§ **TEXT SEGMENT**:
== == ==
These findings stem from an analysis by the South Florida Sun Sentinel of data that insurers have been required to make available to the public since the second quarter of 2022.

The newspaper dug into quarterly Residential Market Share Reports released by the Office of Insurance Regulation and calculated what insurance customers pay per $1,000 of coverage value, figures that are not included on the spreadsheets.

Comparing by cost per $1,000 adds a different perspective when the numbers are viewed side by side for the more than 85 insurance companies overseen by Florida’s insurance regulators.

Because it creates a level playing field by showing the cost for a fixed unit of coverage, consumers can use the comparison to help make informed decisions, and perhaps save some money, when selecting an insurance policy.

Comparing costs per $1,000 goes beyond just looking at average premiums because — in addition to dividing total premiums by the number of policies — there’s a third factor in the calculation.

It’s the dollar value of risks that insurers cover, expressed on the spreadsheet as “exposure.”

Risks include the cost to rebuild structures (or in the case of condominium units, the cost to replace damaged furnishings), but they also include less tangible factors such as the potential for dog-bite injuries, fallen trees, broken sidewalks and hurricane damage.

Then there’s geography, a major price driver as South Florida homeowners have known for decades.

A $500,000 home in South Florida “carries much more risk of loss and would be priced much higher than $500,000 of total insured value up in Tallahassee, 20 miles inland,” said Stacey Giulianti, chief legal officer at Boca Raton-based Florida Peninsula.

To find the cost per $1,000 for each company, the Sun Sentinel divided the total exposures and total paid premiums submitted by the insurers by their total number of policies. Then we divided the average premium cost by the average exposure value and multiplied the result by 1,000.

To obtain costs per $1,000 for large categories, we added the exposure, premium and policy totals for all companies within a category before calculating the averages.

The resulting cost per $1,000 can be compared over time, between coverage categories, or even between insurance companies.

“I think transparency is always beneficial,” said Kerrie Ruland, senior vice president of the managing agent for Monarch National Insurance Company, when asked the benefits of knowing costs per $1,000. “Consumer choice paired with education is paramount. Seeing rate per $1,000 is a great start — but I think it’s important to highlight how rate is directly impacted by risk characteristics so they can draw a complete picture.”

What the costs per $1,000 don’t reveal is why different insurers charge different premiums for properties with similar values.

Theoretically, costs per $1,000 would be roughly equal if all homes cost the same and if all risks of damage were the same in all neighborhoods throughout the state.

That’s not the case here.

In general, experts say high costs per $1,000 indicate that insurers are covering the most risky properties in parts of the state with high claims costs and frequency, like South Florida and, increasingly, Southwest Florida.
== == ==
§ **RECORD SET**:

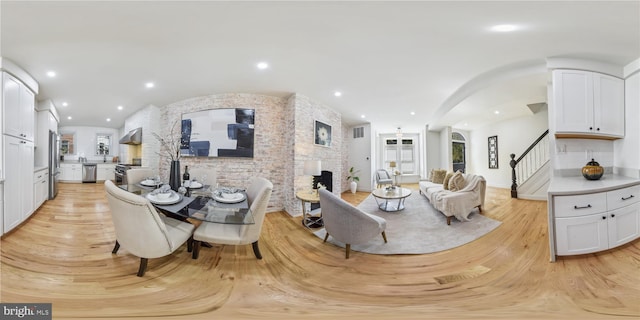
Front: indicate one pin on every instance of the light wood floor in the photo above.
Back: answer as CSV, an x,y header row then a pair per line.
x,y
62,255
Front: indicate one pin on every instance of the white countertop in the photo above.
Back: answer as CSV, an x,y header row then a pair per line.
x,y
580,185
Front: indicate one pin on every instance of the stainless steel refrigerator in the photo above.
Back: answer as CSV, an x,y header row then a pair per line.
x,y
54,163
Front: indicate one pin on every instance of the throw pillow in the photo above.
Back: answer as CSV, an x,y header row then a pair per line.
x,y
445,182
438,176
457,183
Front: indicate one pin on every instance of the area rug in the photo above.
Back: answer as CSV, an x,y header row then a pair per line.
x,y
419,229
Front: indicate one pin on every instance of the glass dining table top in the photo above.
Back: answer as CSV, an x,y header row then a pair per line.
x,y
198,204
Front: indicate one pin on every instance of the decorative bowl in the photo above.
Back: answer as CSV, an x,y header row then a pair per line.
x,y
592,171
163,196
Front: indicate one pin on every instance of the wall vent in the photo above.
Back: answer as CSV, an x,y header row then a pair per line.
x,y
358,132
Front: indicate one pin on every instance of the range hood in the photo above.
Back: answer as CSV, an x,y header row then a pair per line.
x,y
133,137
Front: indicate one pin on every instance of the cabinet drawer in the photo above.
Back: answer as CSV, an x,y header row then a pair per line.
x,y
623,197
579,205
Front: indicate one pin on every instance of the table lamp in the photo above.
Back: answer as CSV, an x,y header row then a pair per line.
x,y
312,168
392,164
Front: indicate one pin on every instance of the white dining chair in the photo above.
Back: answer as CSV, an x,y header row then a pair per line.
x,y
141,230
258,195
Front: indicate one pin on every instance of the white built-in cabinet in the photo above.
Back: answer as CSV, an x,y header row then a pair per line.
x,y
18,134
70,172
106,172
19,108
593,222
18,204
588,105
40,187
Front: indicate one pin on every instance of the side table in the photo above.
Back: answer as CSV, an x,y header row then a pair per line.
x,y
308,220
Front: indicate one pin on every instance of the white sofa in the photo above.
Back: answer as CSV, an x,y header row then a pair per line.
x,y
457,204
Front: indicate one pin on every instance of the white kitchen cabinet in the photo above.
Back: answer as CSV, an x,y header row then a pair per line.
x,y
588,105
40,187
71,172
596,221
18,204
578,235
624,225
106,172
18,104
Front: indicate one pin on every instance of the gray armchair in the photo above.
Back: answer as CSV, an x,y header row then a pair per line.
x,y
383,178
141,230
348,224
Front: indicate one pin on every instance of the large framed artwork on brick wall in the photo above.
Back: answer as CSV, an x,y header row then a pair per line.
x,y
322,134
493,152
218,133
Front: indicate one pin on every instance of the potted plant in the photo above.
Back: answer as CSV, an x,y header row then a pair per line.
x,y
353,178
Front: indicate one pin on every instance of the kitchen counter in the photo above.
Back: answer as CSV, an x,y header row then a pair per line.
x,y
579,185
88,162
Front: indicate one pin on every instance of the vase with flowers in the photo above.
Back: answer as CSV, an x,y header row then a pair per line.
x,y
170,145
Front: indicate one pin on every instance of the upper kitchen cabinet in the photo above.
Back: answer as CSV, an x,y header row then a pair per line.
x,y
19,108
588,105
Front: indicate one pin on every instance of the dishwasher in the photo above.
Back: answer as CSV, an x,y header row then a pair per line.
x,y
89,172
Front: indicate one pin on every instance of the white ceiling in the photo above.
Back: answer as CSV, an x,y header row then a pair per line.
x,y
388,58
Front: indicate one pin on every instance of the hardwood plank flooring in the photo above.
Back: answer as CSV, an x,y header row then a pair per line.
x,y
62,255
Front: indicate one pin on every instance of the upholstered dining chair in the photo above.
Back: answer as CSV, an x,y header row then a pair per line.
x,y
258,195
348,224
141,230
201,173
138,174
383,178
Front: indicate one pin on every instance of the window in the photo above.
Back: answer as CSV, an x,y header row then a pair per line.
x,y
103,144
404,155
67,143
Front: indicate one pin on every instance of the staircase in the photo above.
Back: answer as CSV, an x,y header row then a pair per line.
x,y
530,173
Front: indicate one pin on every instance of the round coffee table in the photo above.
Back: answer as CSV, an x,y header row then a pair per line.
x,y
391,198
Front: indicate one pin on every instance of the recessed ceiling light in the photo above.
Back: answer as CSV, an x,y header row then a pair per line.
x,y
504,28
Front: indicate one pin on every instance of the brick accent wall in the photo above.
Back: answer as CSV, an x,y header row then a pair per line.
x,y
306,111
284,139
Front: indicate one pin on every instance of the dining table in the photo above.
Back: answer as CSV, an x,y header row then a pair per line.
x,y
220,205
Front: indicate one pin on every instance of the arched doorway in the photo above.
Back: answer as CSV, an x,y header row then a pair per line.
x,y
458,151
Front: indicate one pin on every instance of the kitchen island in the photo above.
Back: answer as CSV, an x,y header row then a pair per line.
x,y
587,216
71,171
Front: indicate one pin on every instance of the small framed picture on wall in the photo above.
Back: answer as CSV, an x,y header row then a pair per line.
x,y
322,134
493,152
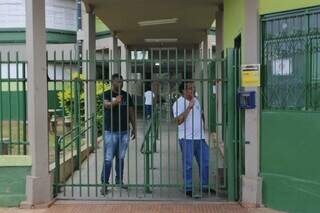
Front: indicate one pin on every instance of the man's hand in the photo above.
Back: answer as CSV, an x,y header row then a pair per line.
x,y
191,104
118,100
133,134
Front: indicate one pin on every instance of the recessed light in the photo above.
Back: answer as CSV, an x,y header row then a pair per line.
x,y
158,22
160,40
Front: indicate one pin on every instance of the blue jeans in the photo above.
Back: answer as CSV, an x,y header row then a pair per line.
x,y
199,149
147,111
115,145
== == ==
§ **TASKS TO PERFORM**:
1. Answer these questions about the article on Florida home insurance costs, one line each:
(a) Since when have insurers been required to make their data available to the public?
(b) What word does the spreadsheet use for the dollar value of risks that insurers cover?
(c) What is Stacey Giulianti's job?
2. Write out part of the article on Florida home insurance costs word for word. Begin at the words "It’s the dollar" and stop after "known for decades.".
3. Carry the article on Florida home insurance costs forward, starting right after its last sentence.

§ **ANSWERS TO EACH TASK**:
1.
(a) Since the second quarter of 2022.
(b) "Exposure."
(c) Chief legal officer at Boca Raton-based Florida Peninsula.

2.
It’s the dollar value of risks that insurers cover, expressed on the spreadsheet as “exposure.”

Risks include the cost to rebuild structures (or in the case of condominium units, the cost to replace damaged furnishings), but they also include less tangible factors such as the potential for dog-bite injuries, fallen trees, broken sidewalks and hurricane damage.

Then there’s geography, a major price driver as South Florida homeowners have known for decades.

3.
Low costs per $1,000 suggest insurers that limit coverage to the state’s least risky and most expensive properties, experts say.

Florida-based insurers charge more

During the first quarter of 2025, average costs per $1,000 charged to insure single-family houses in Florida ranged from an average high of $14.63 paid by 148 policyholders with Clear Blue Insurance Company, headquartered in Chicago, to an average low of $1.23 charged to 113 policyholders with Affiliated FM, a global company that specializes in commercial coverage, based on its website.

The average cost to cover each $1,000 of insured value was $5.29 for all-perils owner-occupied single-family home coverage — up from $4.59 during the second quarter of 2022.

Costs per $1,000 increased for 56 insurers in this category, while declining for 23 companies.

The average cost to cover condo units was $10.27, up from $8.81 nearly three years earlier. Costs per $1,000 increased for 51 condo insurers and fell for 15.

The calculation of those figures include the $7.60 per $1,000 charged by Florida’s insurer of last resort, state-owned Citizens Property Insurance Corp. for all-perils coverage of 374,383 owner-occupied single-family homes and $22.62 per $1,000 to cover 50,646 residential condo units.

Removing Citizens’ numbers enables a comparison of private market companies only and reduces the average coverage cost for single-family homes to $4.96 per $1,000 and $9.95 per $1,000 for condos.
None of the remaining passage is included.